[Exercise prompt] Transcribe word for word each line from the one containing "beige tile floor." to the final line of the data, both included. Skip the pictures.

[Object point labels]
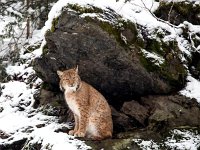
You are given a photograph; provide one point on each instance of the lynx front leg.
(82, 120)
(71, 132)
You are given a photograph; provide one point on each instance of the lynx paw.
(79, 134)
(71, 132)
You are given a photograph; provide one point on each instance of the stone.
(105, 61)
(172, 111)
(136, 111)
(121, 122)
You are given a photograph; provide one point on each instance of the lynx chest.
(72, 103)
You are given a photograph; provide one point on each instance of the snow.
(18, 114)
(155, 58)
(192, 88)
(189, 140)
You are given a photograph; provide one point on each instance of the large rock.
(171, 111)
(113, 66)
(136, 111)
(178, 12)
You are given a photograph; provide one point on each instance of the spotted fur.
(91, 111)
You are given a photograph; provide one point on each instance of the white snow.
(189, 140)
(17, 100)
(192, 88)
(155, 58)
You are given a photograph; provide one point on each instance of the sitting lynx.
(91, 111)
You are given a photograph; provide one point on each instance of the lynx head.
(69, 79)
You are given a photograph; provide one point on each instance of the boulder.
(171, 111)
(179, 12)
(109, 57)
(134, 110)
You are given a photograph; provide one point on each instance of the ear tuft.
(60, 73)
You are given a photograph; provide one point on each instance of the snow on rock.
(17, 115)
(188, 141)
(192, 88)
(178, 139)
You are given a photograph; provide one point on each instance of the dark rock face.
(171, 111)
(112, 69)
(135, 110)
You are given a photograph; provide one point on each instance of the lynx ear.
(60, 73)
(76, 69)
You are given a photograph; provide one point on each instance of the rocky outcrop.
(109, 57)
(179, 12)
(136, 111)
(171, 111)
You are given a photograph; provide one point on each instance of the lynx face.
(69, 79)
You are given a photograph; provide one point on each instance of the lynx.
(92, 113)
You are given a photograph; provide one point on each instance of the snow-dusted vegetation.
(28, 126)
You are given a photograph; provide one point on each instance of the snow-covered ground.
(18, 118)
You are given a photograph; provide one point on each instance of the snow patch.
(192, 88)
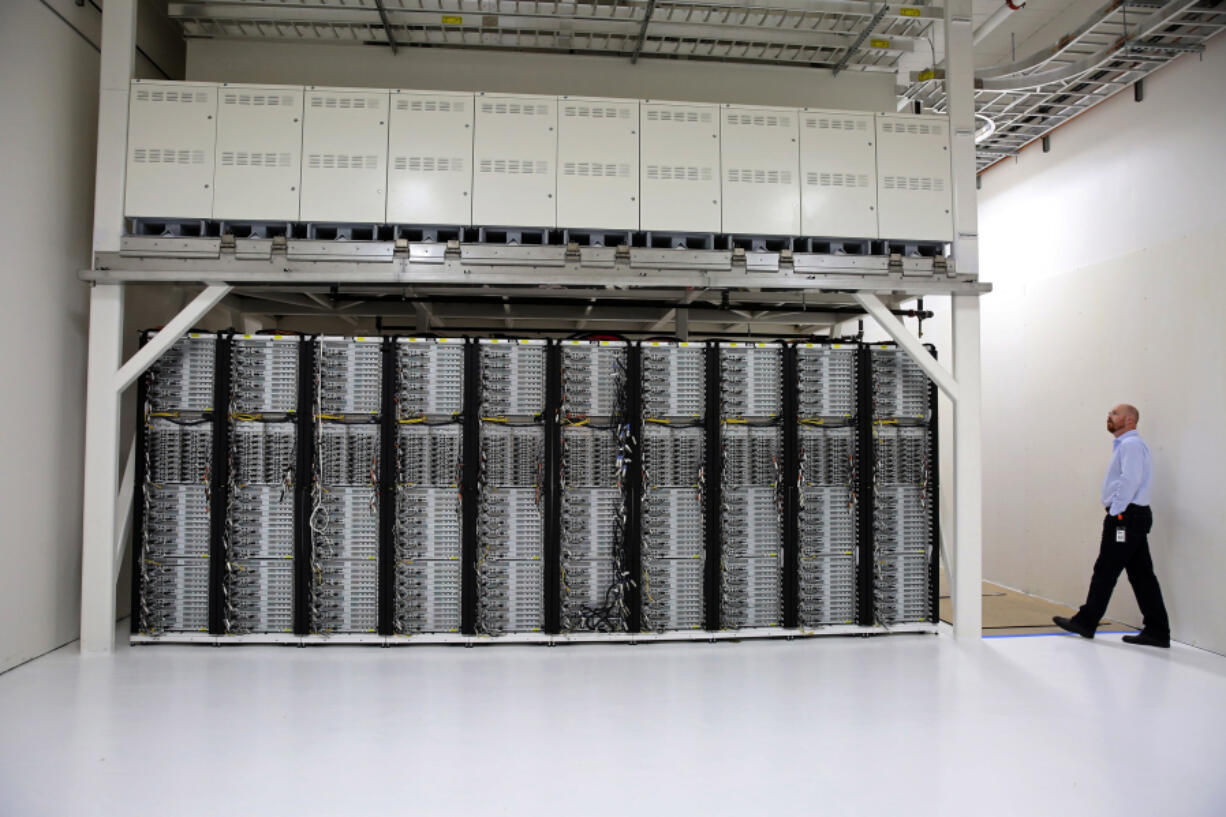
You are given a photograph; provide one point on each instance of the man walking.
(1126, 494)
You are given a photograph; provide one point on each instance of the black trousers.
(1130, 555)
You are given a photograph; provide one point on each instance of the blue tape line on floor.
(1111, 632)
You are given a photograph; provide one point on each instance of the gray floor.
(899, 725)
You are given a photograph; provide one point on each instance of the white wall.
(49, 95)
(440, 69)
(1107, 261)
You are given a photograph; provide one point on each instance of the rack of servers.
(405, 490)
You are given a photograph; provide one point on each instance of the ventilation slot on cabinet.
(836, 179)
(343, 103)
(245, 158)
(913, 183)
(670, 173)
(595, 112)
(429, 106)
(679, 117)
(172, 96)
(167, 156)
(428, 163)
(256, 99)
(759, 177)
(342, 162)
(760, 120)
(514, 167)
(515, 108)
(913, 128)
(826, 123)
(596, 169)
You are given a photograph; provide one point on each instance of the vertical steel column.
(967, 421)
(218, 503)
(102, 445)
(967, 590)
(304, 480)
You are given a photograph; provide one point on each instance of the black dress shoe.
(1148, 640)
(1073, 627)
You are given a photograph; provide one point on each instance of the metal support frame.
(109, 496)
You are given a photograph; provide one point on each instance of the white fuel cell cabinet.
(259, 152)
(515, 152)
(679, 177)
(598, 163)
(913, 189)
(837, 174)
(345, 155)
(429, 158)
(172, 130)
(760, 166)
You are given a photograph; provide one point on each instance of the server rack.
(905, 491)
(175, 531)
(429, 385)
(345, 519)
(828, 515)
(511, 487)
(674, 498)
(261, 411)
(592, 467)
(752, 483)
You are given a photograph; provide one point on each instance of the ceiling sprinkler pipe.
(986, 129)
(991, 23)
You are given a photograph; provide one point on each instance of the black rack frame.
(711, 492)
(304, 480)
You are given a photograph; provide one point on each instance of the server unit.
(262, 415)
(429, 507)
(345, 155)
(174, 535)
(913, 187)
(598, 163)
(759, 155)
(837, 174)
(674, 493)
(828, 508)
(343, 523)
(752, 485)
(429, 158)
(904, 488)
(515, 155)
(595, 447)
(679, 177)
(259, 152)
(171, 144)
(511, 486)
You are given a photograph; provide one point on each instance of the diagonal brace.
(177, 328)
(904, 337)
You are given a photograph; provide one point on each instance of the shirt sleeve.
(1132, 466)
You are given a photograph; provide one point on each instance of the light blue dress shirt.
(1129, 475)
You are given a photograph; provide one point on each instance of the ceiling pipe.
(992, 22)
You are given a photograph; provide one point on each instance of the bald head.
(1122, 418)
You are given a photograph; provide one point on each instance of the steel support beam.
(102, 421)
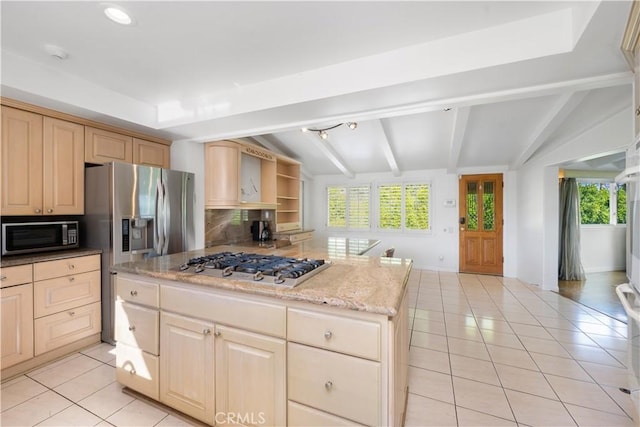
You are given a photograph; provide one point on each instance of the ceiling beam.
(270, 146)
(457, 137)
(555, 117)
(379, 128)
(329, 152)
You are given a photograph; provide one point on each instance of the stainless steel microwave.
(30, 237)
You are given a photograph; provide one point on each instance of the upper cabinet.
(42, 165)
(288, 194)
(239, 175)
(150, 153)
(102, 146)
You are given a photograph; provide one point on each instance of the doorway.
(481, 223)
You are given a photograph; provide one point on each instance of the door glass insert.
(488, 207)
(472, 206)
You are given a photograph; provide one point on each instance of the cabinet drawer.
(137, 326)
(64, 293)
(346, 335)
(246, 314)
(66, 327)
(138, 370)
(63, 267)
(299, 237)
(18, 275)
(138, 292)
(343, 385)
(301, 415)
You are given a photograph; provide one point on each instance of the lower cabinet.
(16, 317)
(250, 378)
(186, 365)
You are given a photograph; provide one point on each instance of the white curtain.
(569, 264)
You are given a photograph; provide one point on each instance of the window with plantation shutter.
(403, 207)
(348, 207)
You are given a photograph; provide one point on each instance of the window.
(602, 203)
(403, 207)
(348, 207)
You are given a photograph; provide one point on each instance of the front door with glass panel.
(480, 223)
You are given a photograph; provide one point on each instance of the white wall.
(189, 157)
(603, 248)
(538, 197)
(437, 250)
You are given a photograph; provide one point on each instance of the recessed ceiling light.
(118, 15)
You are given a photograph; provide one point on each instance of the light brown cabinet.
(288, 195)
(102, 146)
(42, 165)
(16, 315)
(137, 326)
(151, 153)
(239, 176)
(187, 366)
(66, 301)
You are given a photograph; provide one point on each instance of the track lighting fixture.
(322, 133)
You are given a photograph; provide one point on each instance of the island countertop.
(366, 283)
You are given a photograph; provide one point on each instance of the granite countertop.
(13, 260)
(365, 283)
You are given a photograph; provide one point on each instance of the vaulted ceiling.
(432, 85)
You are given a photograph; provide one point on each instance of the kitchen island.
(332, 350)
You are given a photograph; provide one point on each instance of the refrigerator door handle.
(622, 291)
(166, 212)
(158, 225)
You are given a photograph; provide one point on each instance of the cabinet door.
(222, 175)
(250, 378)
(21, 160)
(150, 153)
(63, 167)
(16, 315)
(102, 146)
(186, 366)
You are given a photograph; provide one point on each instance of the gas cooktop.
(271, 269)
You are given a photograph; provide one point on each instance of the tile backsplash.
(231, 225)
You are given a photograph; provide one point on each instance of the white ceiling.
(514, 77)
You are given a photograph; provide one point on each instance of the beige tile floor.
(485, 351)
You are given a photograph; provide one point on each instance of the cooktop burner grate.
(270, 269)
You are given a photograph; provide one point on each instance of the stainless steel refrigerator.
(133, 212)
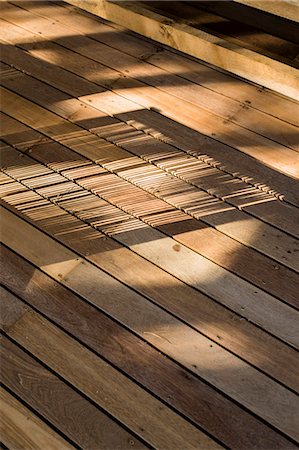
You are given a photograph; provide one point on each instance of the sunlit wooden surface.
(150, 244)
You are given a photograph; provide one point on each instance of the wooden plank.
(196, 71)
(233, 191)
(235, 31)
(147, 96)
(105, 153)
(224, 158)
(171, 262)
(105, 386)
(46, 343)
(276, 26)
(167, 340)
(173, 85)
(166, 130)
(20, 428)
(281, 8)
(86, 425)
(199, 311)
(214, 50)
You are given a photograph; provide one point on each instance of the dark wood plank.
(200, 312)
(21, 429)
(174, 62)
(202, 174)
(106, 387)
(228, 132)
(259, 306)
(247, 168)
(161, 376)
(165, 191)
(84, 424)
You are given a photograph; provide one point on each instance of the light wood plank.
(84, 279)
(147, 96)
(200, 312)
(115, 159)
(190, 169)
(234, 111)
(214, 50)
(85, 422)
(45, 343)
(147, 242)
(282, 8)
(173, 62)
(20, 428)
(163, 129)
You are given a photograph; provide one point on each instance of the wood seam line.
(146, 56)
(132, 78)
(205, 159)
(242, 178)
(202, 158)
(173, 413)
(98, 195)
(107, 167)
(36, 417)
(226, 119)
(179, 318)
(163, 28)
(81, 393)
(159, 47)
(19, 214)
(241, 405)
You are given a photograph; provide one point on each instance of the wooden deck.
(150, 250)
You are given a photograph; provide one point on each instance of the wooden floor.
(150, 250)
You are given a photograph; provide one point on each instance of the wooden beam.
(283, 8)
(207, 47)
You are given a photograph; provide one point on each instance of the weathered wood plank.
(214, 50)
(45, 342)
(115, 159)
(190, 169)
(149, 243)
(204, 315)
(235, 31)
(101, 291)
(20, 428)
(170, 83)
(193, 116)
(84, 424)
(196, 71)
(282, 8)
(162, 128)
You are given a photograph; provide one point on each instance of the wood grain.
(186, 167)
(106, 386)
(112, 158)
(47, 344)
(174, 62)
(240, 164)
(229, 133)
(59, 404)
(200, 312)
(20, 428)
(148, 241)
(104, 297)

[Correct output]
You are given a photograph; provide one point on each instance of the beige tile floor.
(485, 351)
You are given a photograph; provide one point on each instance of the cooktop burner grate.
(270, 269)
You are given a photograph; provide one point on each instance of the stainless steel refrigerator.
(133, 212)
You are given a photograph; provide one point on each instance of the sunlit wooden surface.
(150, 244)
You are given a photograph; provide one point on each instance of the wooden plank.
(196, 71)
(233, 191)
(235, 31)
(147, 96)
(105, 153)
(224, 158)
(171, 262)
(105, 386)
(46, 343)
(276, 26)
(167, 340)
(173, 85)
(166, 130)
(20, 428)
(281, 8)
(86, 425)
(199, 311)
(214, 50)
You are given a photograph; provide one point on each instance of the dark wood plank.
(200, 312)
(21, 429)
(174, 62)
(202, 174)
(106, 387)
(228, 132)
(259, 306)
(247, 168)
(161, 376)
(165, 191)
(84, 424)
You are given a photograph; provide one point on each instance of the light wood plank.
(84, 279)
(147, 96)
(200, 312)
(115, 159)
(190, 169)
(234, 111)
(214, 50)
(85, 422)
(45, 343)
(147, 242)
(282, 8)
(173, 62)
(20, 428)
(163, 129)
You are given a photograph; provide one point on each instance of the wood seam line.
(146, 56)
(132, 78)
(205, 159)
(242, 178)
(202, 158)
(173, 413)
(98, 195)
(107, 167)
(36, 417)
(226, 119)
(179, 318)
(163, 28)
(81, 393)
(159, 47)
(19, 214)
(241, 405)
You are given a photograph; provide one point on each instance of the wooden deck.
(150, 250)
You are given a photograph; provide one point on each instance of the wooden floor.
(150, 250)
You are given a photograph; provide one point on each instance of the wooden beam.
(283, 8)
(207, 47)
You are given a photograph; provide one point on each instance of the weathered wood plank.
(214, 50)
(45, 342)
(115, 159)
(190, 169)
(149, 243)
(204, 315)
(235, 31)
(101, 291)
(20, 428)
(170, 83)
(193, 116)
(84, 424)
(196, 71)
(282, 8)
(162, 128)
You are given a photograph; provide one point on each instance of the wood grain.
(186, 167)
(106, 386)
(112, 158)
(47, 344)
(174, 62)
(240, 164)
(229, 133)
(59, 404)
(200, 312)
(20, 428)
(148, 241)
(104, 297)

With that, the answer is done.